TASK DETAILS: Print the following records verbatim.

Excerpts of bounding box data:
======

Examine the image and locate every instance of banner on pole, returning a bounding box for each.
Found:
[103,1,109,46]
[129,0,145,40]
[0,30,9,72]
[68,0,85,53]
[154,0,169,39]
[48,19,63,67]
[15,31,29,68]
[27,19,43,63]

======

SOLUTION TO THE EXERCISE:
Examine the image and locate every instance of banner on pole, returning a bounding box for each.
Found:
[103,1,109,46]
[129,0,145,40]
[0,30,9,72]
[68,0,85,53]
[154,0,169,39]
[48,19,63,67]
[15,31,29,68]
[27,19,43,63]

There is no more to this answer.